PROBLEM:
Each entry must be duplicated precisely, with nothing left out.

EXTRACTED INFORMATION Block Start

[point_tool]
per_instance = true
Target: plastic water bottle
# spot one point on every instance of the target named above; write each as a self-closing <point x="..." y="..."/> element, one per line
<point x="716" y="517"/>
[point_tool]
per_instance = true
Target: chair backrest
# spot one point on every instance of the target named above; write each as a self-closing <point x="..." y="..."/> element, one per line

EXTRACTED INFORMATION Block End

RESPONSE TO THE EXERCISE:
[point_tool]
per_instance = true
Target: plastic water bottle
# spot one point on every instance of the target named above; write each as a self-closing <point x="..." y="..."/> element, one per line
<point x="716" y="517"/>
[point_tool]
per_instance = true
Target: chair backrest
# spot one point on every instance of the target named above; write each as a self-closing <point x="..." y="..."/> element, one per line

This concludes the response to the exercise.